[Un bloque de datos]
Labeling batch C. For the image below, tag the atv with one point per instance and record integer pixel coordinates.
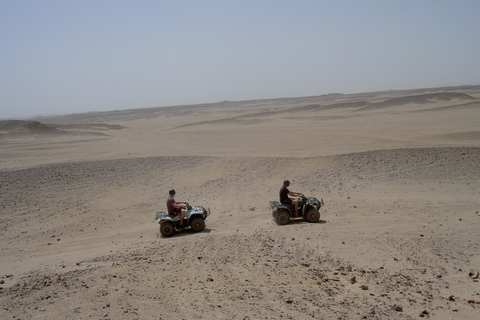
(194, 220)
(307, 210)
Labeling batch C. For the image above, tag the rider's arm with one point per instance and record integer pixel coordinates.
(179, 205)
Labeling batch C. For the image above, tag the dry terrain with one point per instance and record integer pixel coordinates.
(398, 238)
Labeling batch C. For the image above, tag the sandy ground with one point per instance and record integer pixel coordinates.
(398, 236)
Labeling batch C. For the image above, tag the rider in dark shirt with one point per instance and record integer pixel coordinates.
(284, 193)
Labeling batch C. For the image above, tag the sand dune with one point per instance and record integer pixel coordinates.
(397, 237)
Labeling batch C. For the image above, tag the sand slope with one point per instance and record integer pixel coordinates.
(398, 236)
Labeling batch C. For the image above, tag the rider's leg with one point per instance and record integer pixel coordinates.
(182, 215)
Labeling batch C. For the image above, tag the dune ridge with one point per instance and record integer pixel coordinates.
(397, 237)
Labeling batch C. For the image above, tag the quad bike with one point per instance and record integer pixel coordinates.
(307, 210)
(194, 220)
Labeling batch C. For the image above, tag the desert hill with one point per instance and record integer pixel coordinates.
(397, 237)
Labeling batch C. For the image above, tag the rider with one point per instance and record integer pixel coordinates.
(284, 193)
(175, 207)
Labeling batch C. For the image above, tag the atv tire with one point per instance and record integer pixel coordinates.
(312, 215)
(198, 224)
(282, 217)
(166, 228)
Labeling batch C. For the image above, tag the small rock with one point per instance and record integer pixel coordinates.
(424, 313)
(398, 308)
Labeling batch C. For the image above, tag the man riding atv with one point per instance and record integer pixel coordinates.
(284, 199)
(175, 208)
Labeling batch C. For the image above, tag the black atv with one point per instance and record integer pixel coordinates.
(194, 220)
(308, 210)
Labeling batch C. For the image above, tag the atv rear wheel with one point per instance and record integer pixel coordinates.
(312, 215)
(198, 224)
(166, 228)
(282, 217)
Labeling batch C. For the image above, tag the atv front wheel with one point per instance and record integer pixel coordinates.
(198, 224)
(312, 215)
(166, 228)
(282, 217)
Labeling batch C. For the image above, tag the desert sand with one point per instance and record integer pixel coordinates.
(398, 237)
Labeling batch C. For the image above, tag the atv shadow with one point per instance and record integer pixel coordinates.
(188, 232)
(295, 221)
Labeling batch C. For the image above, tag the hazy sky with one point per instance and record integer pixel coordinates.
(68, 56)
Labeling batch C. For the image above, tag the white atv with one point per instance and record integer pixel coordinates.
(194, 220)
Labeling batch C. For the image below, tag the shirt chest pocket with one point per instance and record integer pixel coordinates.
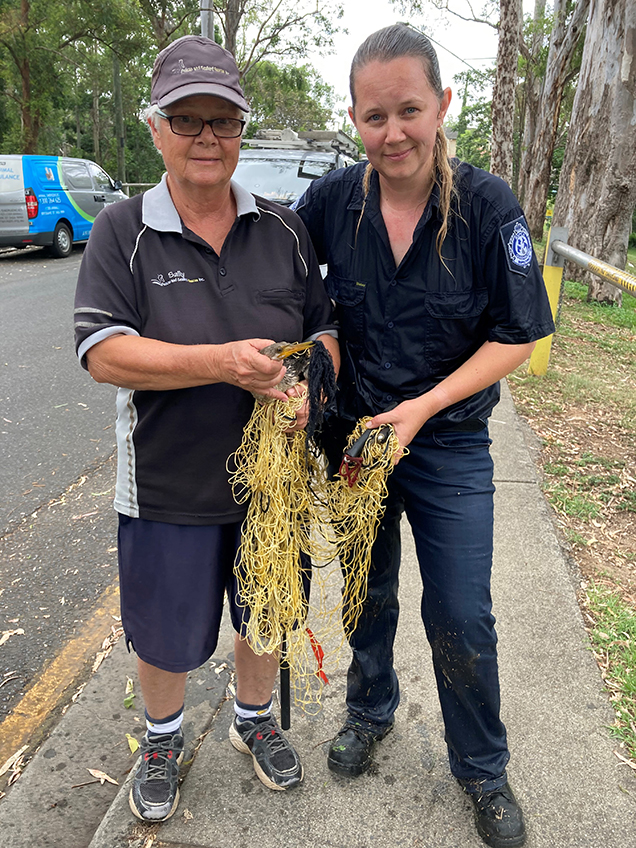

**OBJETIVO DEL EJERCICIO:**
Extrae del listado de arriba cada línea en la que aparezca la palabra "desert".

**LA RESPUESTA:**
Labeling batch C. For the image above, tag the desert hill with one point per instance and record integer pixel coordinates.
Labeling batch C. For the image above, tag the desert sand with one point per instance and record integer pixel coordinates.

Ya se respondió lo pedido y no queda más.